#### [WHAT NEEDS TO BE DONE]
Return, unchanged, every line from the one containing "the reflection in glass" down to the one containing "x=355 y=174", inclusive of both.

[Location identification entries]
-----

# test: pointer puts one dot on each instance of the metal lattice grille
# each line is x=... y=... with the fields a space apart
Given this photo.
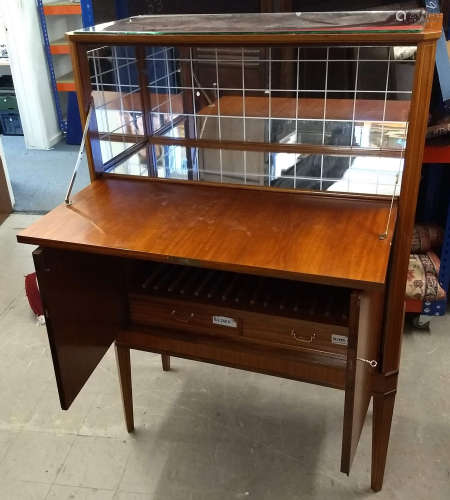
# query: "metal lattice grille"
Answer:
x=351 y=97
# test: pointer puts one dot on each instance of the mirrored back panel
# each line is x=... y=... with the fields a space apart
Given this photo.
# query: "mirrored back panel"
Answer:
x=325 y=118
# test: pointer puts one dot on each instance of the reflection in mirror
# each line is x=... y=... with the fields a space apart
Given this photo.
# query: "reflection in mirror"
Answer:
x=351 y=96
x=354 y=174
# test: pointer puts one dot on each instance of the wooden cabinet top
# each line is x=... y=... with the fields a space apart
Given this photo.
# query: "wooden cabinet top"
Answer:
x=312 y=237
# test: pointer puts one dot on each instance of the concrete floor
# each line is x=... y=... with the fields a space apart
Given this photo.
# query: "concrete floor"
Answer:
x=203 y=432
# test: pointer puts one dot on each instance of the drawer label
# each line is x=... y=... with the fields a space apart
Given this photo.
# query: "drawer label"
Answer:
x=224 y=321
x=339 y=339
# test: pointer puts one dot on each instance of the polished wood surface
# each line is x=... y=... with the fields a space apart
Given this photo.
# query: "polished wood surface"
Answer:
x=124 y=371
x=367 y=321
x=423 y=81
x=84 y=307
x=226 y=352
x=284 y=107
x=324 y=149
x=431 y=31
x=299 y=236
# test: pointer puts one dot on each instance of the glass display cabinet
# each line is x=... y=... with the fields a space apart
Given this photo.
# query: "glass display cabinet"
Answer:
x=254 y=181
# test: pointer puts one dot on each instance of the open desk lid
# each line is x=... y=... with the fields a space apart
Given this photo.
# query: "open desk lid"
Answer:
x=266 y=23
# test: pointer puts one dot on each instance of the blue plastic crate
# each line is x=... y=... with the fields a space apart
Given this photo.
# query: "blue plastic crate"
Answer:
x=10 y=124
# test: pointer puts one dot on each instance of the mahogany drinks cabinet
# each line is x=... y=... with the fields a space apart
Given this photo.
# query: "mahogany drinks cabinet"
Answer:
x=254 y=182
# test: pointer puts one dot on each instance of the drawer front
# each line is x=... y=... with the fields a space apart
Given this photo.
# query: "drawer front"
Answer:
x=297 y=333
x=184 y=316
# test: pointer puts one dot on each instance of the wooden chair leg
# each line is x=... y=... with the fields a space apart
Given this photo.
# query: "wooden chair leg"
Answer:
x=165 y=358
x=383 y=408
x=124 y=371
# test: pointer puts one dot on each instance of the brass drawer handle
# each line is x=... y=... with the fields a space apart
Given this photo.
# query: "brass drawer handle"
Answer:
x=372 y=362
x=303 y=339
x=181 y=320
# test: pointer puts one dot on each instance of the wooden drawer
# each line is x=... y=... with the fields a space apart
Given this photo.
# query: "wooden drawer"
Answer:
x=296 y=333
x=255 y=327
x=182 y=315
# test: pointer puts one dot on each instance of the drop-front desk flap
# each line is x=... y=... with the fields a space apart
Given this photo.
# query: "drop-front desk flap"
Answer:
x=312 y=237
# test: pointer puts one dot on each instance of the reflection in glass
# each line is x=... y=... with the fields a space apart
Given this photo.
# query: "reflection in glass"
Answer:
x=355 y=97
x=355 y=174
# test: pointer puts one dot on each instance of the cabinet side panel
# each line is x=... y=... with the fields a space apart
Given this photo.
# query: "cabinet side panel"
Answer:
x=407 y=206
x=83 y=305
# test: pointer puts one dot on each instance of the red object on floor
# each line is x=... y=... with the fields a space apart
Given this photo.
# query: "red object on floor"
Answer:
x=33 y=294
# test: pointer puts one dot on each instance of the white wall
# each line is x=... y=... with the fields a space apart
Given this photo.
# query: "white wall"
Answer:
x=30 y=73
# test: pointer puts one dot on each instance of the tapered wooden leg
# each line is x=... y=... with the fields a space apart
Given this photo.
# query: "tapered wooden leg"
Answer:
x=124 y=371
x=383 y=408
x=165 y=358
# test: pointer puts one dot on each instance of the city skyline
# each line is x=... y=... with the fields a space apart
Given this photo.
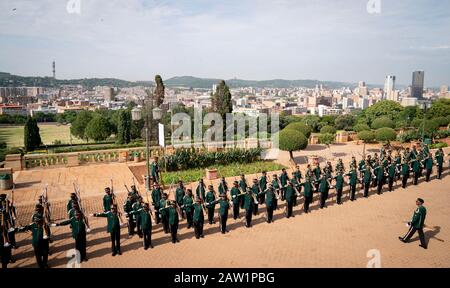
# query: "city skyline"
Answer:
x=255 y=40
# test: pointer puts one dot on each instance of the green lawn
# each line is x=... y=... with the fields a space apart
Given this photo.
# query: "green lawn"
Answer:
x=13 y=135
x=226 y=171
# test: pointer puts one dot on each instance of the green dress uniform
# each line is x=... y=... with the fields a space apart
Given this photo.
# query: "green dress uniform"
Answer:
x=263 y=185
x=392 y=170
x=367 y=178
x=276 y=187
x=39 y=243
x=164 y=215
x=248 y=206
x=439 y=156
x=198 y=219
x=235 y=198
x=324 y=188
x=200 y=192
x=255 y=193
x=224 y=205
x=156 y=199
x=113 y=227
x=173 y=222
x=211 y=206
x=290 y=199
x=187 y=207
x=339 y=185
x=145 y=225
x=405 y=174
x=223 y=188
x=137 y=206
x=107 y=202
x=352 y=181
x=429 y=168
x=128 y=208
x=78 y=227
x=417 y=224
x=307 y=193
x=243 y=185
x=270 y=198
x=284 y=182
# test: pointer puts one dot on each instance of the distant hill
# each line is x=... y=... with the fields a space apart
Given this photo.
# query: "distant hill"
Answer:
x=194 y=82
x=7 y=79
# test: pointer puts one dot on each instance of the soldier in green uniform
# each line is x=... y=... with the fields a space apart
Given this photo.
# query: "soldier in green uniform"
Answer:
x=187 y=207
x=128 y=208
x=179 y=195
x=353 y=179
x=276 y=187
x=172 y=212
x=392 y=170
x=156 y=201
x=145 y=224
x=248 y=206
x=284 y=179
x=107 y=200
x=163 y=205
x=255 y=192
x=324 y=187
x=380 y=177
x=223 y=186
x=316 y=180
x=307 y=192
x=78 y=226
x=39 y=242
x=137 y=206
x=155 y=170
x=224 y=205
x=262 y=186
x=73 y=199
x=367 y=177
x=210 y=198
x=340 y=166
x=198 y=218
x=235 y=197
x=290 y=198
x=405 y=170
x=416 y=168
x=439 y=156
x=428 y=166
x=339 y=185
x=113 y=228
x=200 y=192
x=243 y=186
x=417 y=224
x=270 y=196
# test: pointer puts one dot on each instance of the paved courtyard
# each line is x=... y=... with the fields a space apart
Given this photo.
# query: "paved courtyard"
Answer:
x=337 y=236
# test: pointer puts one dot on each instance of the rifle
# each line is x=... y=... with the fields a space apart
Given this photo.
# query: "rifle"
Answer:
x=77 y=191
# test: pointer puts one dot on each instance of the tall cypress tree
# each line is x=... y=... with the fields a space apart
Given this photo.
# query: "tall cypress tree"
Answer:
x=159 y=93
x=124 y=127
x=221 y=99
x=31 y=136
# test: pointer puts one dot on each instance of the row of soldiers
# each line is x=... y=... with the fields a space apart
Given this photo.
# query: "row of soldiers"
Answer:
x=370 y=172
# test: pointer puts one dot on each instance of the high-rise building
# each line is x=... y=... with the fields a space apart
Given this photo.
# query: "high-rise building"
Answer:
x=417 y=84
x=389 y=87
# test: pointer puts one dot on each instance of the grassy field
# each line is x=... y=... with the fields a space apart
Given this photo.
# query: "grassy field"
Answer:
x=13 y=135
x=234 y=169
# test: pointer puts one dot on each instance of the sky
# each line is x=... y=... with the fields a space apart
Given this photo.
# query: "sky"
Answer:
x=333 y=40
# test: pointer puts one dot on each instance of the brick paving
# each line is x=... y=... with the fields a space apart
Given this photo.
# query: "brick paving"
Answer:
x=338 y=236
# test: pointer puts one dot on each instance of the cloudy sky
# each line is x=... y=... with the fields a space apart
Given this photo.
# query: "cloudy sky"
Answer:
x=248 y=39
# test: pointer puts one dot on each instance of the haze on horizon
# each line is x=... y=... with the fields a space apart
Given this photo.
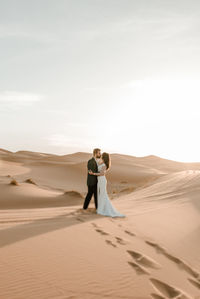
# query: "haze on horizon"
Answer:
x=120 y=75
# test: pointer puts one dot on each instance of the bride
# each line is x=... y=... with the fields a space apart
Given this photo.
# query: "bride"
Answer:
x=104 y=204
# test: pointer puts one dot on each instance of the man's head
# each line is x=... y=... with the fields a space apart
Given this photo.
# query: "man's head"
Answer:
x=97 y=153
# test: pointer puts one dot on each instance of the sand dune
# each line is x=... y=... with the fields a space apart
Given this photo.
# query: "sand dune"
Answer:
x=50 y=248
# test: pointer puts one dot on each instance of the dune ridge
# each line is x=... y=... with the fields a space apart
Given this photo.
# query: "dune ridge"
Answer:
x=51 y=248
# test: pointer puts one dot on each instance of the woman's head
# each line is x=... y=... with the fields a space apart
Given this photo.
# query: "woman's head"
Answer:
x=106 y=159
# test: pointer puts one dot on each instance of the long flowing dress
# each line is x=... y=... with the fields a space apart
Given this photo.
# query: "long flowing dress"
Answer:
x=104 y=204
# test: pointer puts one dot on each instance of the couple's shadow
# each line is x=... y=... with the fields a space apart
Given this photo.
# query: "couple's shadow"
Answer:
x=40 y=226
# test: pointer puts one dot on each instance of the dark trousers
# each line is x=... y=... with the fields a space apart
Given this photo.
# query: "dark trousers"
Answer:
x=92 y=190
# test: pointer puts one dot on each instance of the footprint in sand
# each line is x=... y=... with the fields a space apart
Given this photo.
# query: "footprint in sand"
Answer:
x=110 y=243
x=130 y=233
x=94 y=224
x=156 y=296
x=102 y=232
x=194 y=282
x=120 y=241
x=139 y=269
x=167 y=290
x=80 y=219
x=182 y=264
x=144 y=260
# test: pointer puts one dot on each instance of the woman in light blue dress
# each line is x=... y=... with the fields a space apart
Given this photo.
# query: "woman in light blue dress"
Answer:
x=105 y=206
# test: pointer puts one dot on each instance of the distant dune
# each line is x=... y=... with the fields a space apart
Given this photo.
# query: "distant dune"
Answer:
x=51 y=248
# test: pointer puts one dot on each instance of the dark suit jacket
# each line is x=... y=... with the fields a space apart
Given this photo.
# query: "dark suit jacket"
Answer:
x=92 y=179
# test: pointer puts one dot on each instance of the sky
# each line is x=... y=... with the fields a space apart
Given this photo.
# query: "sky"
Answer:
x=122 y=75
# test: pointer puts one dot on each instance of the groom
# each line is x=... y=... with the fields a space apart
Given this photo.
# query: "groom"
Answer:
x=92 y=179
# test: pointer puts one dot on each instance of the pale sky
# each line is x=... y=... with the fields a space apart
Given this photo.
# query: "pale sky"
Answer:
x=122 y=75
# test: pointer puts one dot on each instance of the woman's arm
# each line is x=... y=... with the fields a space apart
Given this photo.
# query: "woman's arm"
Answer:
x=102 y=172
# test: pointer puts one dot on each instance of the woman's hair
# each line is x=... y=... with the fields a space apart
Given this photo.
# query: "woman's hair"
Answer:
x=106 y=159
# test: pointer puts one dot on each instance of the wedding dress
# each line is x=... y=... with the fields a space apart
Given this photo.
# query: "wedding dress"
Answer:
x=104 y=204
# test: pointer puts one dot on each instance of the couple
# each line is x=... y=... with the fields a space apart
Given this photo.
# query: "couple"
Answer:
x=97 y=184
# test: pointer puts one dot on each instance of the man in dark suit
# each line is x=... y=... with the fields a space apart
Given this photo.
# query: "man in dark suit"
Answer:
x=92 y=179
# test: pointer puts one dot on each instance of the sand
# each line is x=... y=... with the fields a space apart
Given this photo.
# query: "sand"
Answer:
x=51 y=248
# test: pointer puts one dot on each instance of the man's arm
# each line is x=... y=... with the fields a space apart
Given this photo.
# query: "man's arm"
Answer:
x=91 y=166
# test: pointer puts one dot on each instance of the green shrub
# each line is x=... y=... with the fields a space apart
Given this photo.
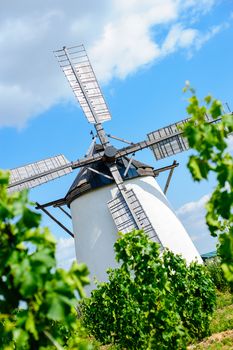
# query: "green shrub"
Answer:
x=215 y=271
x=36 y=297
x=151 y=301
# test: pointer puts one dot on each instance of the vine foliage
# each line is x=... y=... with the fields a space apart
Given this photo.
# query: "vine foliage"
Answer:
x=152 y=300
x=37 y=299
x=210 y=142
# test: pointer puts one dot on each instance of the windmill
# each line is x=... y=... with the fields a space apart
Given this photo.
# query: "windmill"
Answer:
x=113 y=191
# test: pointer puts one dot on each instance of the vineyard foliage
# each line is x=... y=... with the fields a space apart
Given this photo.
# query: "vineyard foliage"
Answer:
x=213 y=156
x=37 y=299
x=152 y=300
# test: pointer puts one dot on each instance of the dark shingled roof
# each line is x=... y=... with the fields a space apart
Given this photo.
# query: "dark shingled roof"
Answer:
x=87 y=180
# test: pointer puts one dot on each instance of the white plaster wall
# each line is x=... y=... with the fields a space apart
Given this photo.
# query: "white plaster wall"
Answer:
x=95 y=231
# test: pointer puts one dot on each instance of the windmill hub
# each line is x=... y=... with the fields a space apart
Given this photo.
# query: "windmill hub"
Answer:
x=110 y=154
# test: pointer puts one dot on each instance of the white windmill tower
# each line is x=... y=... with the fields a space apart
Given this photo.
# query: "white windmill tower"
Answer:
x=111 y=192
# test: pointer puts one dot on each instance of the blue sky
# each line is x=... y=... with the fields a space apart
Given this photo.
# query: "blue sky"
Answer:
x=142 y=52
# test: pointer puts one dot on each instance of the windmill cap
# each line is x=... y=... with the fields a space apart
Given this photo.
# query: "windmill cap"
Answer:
x=88 y=180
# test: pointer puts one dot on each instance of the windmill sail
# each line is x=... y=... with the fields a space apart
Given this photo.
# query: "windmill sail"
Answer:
x=123 y=218
x=79 y=72
x=172 y=139
x=37 y=173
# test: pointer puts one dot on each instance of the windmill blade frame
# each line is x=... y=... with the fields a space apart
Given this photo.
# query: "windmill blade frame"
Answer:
x=40 y=172
x=169 y=137
x=79 y=72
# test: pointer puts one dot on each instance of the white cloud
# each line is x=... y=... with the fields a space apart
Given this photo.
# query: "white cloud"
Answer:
x=121 y=37
x=192 y=215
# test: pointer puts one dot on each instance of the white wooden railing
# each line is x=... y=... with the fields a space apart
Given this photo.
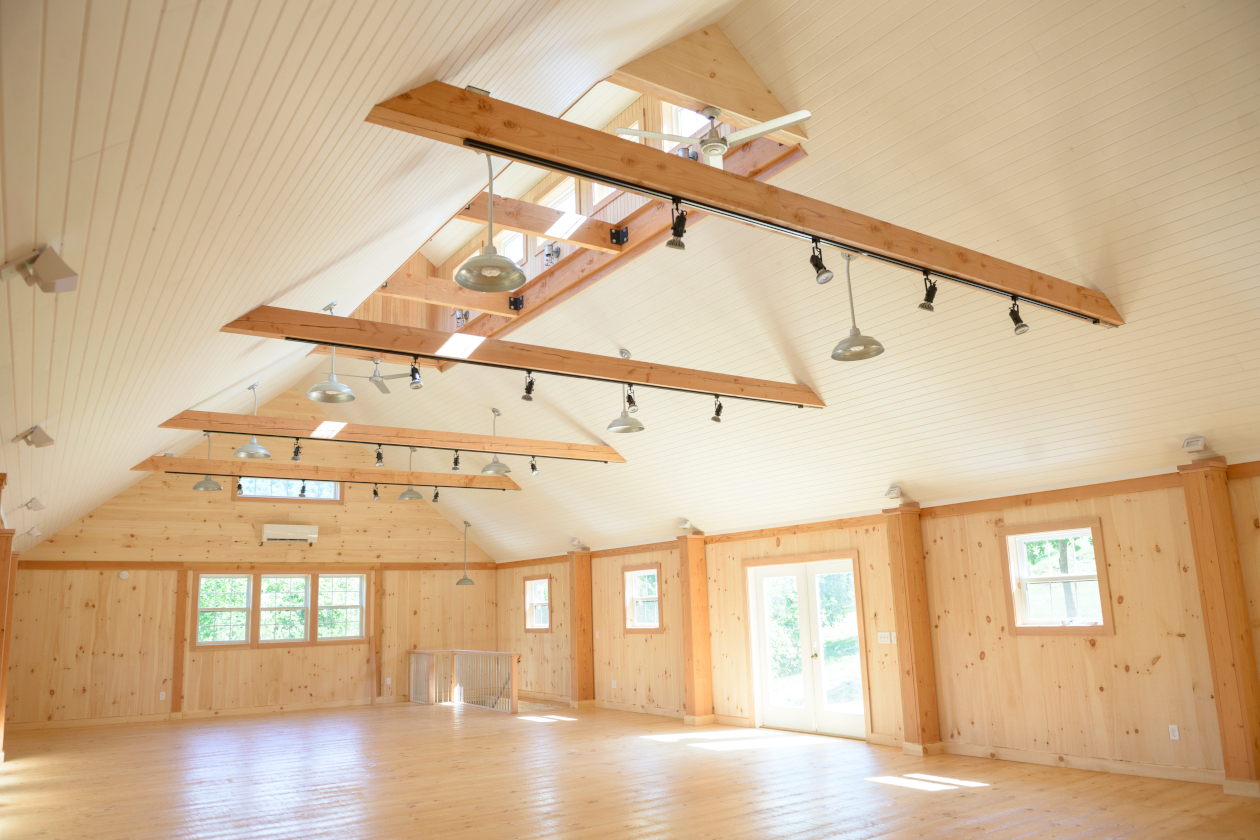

-----

#### [ANSWER]
# test: pointer puts one dot on each instance of the reflection in glass
# each line is x=... y=... with the fields a space apart
Given this photo.
# query: "reflection in glass"
Answer:
x=355 y=97
x=355 y=174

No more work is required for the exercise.